=== Exercise requirements ===
The lines to extract begin at the one containing "of the sunset" and run to the end of the listing; set them down exactly and alone.
--- BEGIN Provided data ---
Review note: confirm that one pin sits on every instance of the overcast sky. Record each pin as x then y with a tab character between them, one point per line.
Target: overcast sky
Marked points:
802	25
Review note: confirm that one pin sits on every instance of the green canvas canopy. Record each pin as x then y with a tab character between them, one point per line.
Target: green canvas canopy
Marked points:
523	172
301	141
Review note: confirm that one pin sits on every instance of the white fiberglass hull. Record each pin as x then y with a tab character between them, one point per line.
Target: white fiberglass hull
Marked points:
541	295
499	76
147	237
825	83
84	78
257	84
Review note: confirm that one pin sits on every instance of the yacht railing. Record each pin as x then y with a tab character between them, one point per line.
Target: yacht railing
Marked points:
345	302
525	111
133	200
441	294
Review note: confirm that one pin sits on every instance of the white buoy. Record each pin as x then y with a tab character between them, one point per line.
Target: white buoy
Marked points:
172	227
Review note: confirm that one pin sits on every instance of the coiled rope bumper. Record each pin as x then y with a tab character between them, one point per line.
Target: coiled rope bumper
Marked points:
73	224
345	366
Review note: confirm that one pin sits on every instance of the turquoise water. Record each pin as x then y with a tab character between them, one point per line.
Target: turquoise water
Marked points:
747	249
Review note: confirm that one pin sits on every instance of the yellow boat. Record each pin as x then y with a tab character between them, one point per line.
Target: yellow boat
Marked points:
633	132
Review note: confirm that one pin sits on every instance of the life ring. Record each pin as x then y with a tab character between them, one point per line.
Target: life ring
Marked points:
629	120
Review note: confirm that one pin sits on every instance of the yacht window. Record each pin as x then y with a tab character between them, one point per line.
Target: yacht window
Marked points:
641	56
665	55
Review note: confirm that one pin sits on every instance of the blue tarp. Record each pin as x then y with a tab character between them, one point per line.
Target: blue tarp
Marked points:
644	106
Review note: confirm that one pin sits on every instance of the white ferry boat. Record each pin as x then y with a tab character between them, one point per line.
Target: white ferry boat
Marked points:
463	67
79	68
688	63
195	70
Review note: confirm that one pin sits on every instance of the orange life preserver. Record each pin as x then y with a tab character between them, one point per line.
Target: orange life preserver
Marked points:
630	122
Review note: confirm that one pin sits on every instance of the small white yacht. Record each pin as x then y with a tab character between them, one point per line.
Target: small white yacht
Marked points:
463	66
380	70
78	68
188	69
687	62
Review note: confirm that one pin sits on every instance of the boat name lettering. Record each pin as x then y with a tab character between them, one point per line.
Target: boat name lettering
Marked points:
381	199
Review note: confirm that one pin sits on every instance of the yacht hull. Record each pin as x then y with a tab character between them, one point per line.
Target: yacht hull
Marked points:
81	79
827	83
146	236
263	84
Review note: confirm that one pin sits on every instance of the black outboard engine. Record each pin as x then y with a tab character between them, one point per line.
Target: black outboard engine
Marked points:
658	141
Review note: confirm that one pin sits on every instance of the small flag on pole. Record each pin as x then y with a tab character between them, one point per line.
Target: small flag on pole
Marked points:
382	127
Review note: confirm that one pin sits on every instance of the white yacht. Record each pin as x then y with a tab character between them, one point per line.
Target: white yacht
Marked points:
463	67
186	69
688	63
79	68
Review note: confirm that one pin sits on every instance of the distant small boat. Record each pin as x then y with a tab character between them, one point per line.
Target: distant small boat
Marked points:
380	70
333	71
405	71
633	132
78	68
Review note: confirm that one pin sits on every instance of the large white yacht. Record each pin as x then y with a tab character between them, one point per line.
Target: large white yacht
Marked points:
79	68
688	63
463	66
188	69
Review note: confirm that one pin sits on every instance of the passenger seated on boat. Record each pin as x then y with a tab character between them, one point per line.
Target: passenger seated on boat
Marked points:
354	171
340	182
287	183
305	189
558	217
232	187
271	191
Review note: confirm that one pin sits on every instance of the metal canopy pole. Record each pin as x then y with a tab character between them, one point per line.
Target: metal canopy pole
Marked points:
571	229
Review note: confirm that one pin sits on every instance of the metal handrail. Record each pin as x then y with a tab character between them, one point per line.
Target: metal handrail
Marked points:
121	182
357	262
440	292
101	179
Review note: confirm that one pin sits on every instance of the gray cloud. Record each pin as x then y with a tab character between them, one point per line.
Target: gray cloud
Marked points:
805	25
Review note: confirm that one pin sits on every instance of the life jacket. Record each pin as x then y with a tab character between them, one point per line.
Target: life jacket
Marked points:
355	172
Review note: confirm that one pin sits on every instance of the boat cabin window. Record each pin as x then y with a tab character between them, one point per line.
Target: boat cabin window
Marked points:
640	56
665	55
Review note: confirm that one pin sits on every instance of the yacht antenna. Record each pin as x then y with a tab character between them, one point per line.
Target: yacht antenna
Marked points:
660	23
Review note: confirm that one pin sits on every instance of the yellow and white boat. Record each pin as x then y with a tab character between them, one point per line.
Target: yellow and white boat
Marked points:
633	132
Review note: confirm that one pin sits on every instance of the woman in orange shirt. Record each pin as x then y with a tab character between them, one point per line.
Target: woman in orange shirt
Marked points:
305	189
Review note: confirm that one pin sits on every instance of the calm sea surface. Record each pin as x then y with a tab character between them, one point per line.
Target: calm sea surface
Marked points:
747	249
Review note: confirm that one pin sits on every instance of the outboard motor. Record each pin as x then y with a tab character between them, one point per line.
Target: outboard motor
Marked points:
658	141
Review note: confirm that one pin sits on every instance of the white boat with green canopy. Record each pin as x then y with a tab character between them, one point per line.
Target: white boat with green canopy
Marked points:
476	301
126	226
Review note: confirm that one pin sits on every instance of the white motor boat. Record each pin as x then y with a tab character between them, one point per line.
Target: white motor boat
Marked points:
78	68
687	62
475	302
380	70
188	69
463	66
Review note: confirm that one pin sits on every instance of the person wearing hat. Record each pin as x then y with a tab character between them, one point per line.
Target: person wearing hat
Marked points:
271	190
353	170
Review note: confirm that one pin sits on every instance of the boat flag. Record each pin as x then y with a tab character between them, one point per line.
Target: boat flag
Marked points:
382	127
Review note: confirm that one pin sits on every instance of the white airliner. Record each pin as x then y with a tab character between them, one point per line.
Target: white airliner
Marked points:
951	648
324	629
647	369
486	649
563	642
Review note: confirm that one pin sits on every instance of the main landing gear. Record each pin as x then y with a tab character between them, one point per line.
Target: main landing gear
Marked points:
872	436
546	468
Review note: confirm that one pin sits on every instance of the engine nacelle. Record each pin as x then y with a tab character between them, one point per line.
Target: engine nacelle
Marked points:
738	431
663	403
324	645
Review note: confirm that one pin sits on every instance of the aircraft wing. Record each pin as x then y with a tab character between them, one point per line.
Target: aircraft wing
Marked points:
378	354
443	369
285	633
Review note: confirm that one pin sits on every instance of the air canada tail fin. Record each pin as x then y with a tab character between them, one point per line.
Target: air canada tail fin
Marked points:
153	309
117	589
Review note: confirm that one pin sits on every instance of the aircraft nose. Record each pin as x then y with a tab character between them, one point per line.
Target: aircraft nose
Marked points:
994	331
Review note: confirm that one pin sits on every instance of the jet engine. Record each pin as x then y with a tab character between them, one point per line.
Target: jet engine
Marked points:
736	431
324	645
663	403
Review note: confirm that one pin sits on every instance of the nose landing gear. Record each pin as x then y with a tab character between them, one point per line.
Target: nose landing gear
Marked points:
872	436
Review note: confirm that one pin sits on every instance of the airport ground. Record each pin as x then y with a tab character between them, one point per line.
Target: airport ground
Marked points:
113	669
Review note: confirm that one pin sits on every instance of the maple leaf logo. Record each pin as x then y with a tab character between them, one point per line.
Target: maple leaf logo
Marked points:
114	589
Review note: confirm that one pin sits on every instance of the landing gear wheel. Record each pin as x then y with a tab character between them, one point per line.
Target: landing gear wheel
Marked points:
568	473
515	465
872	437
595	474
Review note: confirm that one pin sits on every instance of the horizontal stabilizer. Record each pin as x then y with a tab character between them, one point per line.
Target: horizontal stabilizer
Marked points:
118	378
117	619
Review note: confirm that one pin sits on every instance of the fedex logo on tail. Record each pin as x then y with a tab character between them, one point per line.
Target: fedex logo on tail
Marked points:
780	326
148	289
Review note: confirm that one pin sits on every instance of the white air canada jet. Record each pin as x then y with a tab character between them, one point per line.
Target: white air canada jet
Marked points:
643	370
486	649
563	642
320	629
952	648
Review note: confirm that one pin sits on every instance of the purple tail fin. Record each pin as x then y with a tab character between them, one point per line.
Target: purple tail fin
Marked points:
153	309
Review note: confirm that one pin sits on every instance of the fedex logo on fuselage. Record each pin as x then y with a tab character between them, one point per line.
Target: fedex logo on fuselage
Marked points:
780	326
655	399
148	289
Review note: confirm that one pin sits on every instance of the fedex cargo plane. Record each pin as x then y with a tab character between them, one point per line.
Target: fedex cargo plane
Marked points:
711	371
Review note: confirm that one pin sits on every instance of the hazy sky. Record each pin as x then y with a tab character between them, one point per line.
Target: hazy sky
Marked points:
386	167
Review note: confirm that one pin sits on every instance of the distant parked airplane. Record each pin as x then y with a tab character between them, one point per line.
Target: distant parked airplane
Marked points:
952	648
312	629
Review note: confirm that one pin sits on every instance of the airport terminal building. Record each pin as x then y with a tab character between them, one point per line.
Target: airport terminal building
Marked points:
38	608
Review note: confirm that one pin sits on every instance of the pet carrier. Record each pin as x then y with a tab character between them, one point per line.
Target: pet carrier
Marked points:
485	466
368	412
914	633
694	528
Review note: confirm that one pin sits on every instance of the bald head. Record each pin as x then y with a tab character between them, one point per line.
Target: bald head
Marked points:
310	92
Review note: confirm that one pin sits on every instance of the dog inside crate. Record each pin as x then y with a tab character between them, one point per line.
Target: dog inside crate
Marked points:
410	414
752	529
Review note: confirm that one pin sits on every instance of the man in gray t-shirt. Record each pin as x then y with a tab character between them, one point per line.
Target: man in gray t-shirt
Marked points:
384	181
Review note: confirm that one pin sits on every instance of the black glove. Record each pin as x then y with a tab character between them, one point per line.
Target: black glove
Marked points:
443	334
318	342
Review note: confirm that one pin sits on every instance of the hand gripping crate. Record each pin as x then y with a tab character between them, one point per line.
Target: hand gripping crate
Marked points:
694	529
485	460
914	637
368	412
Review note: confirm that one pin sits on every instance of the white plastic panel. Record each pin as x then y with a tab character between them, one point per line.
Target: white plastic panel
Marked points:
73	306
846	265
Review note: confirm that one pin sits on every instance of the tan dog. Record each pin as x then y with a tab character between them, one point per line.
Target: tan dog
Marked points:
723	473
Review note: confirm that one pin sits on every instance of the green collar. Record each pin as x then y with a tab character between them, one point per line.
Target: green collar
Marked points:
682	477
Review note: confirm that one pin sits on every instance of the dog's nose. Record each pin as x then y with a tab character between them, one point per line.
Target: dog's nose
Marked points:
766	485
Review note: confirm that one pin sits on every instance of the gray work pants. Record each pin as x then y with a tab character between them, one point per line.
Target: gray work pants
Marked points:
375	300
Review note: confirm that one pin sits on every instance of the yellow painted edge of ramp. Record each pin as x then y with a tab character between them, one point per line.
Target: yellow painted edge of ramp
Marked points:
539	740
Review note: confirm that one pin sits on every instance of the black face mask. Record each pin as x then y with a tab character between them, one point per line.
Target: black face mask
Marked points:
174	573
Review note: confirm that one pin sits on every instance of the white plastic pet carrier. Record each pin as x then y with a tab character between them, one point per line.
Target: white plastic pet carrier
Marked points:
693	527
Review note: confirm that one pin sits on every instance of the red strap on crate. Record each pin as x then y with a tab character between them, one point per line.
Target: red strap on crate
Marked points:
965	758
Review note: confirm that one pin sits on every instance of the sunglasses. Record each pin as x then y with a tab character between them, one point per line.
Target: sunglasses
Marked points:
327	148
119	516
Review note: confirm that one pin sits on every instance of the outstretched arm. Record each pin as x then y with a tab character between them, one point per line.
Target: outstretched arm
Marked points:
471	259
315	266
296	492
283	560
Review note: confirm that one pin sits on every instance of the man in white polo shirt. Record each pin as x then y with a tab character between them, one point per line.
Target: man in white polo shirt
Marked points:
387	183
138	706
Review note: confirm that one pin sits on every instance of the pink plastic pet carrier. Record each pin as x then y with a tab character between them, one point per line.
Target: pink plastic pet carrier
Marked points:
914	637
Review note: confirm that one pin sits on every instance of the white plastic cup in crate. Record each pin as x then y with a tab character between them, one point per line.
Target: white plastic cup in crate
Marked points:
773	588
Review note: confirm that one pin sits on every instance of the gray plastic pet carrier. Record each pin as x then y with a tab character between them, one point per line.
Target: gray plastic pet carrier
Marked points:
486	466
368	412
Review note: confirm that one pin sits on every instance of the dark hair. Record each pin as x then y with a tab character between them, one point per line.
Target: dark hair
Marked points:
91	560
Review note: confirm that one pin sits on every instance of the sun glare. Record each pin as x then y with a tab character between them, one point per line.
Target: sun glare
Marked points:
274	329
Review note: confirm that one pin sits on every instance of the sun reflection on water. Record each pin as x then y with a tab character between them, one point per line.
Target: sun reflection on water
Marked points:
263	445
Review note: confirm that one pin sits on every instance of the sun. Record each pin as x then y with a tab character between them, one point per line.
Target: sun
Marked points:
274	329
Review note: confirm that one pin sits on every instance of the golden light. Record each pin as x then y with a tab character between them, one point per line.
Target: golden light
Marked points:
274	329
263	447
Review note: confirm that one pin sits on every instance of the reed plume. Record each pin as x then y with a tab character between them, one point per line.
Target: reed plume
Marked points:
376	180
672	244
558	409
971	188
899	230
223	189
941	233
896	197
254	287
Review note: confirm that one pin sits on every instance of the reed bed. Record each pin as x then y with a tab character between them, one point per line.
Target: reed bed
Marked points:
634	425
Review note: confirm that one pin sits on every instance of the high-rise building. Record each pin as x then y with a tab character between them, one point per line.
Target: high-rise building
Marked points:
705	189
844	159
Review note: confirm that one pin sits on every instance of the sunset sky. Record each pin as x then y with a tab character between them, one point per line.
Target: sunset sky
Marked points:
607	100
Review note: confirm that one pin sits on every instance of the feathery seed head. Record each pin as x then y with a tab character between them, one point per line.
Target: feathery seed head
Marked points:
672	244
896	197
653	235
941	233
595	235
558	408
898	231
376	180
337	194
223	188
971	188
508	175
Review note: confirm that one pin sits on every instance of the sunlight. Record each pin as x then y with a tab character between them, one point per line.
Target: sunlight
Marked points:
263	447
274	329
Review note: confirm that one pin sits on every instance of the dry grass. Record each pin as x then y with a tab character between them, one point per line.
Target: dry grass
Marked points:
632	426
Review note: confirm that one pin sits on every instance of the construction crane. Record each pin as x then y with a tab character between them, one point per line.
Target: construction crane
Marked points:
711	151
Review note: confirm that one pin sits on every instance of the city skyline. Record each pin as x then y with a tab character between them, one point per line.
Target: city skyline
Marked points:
--- END Provided data ---
=== Solution for this problem ===
Review note: confirm that one pin sits on every instance of the sunset sky. Record each pin as x then y with a tab character between them, one point per line.
Target: sunset sky
Marked points:
607	100
Review note: confirm that one pin sits on every instance of the feathery seed head. Record each pin as x then y with a tab character between them, one point per line.
Target: feathery seed head
Marked points:
672	244
896	197
653	235
941	233
595	235
558	408
898	231
376	180
337	194
223	188
971	188
508	175
Review note: confirm that one pin sits on every instance of the sunlight. Record each pin as x then y with a tab character between them, one point per line.
Target: sunlight
Marked points:
263	447
274	329
Review note: confirm that one pin sits on every instance of the dry grass. Record each pin as x then y with a tab character between them, one point per line.
Target: dry grass
Marked points:
632	426
Review note: confirm that one pin sits on every instance of the construction crane. Record each pin as x then y with a tab character between them, one point per line.
Target: construction crane
Marked points:
711	151
Review note: confirm that one pin sits on every instance of the city skyline. Record each pin as x then y with a tab character between them, one point per line.
Target: city skyline
Marked points:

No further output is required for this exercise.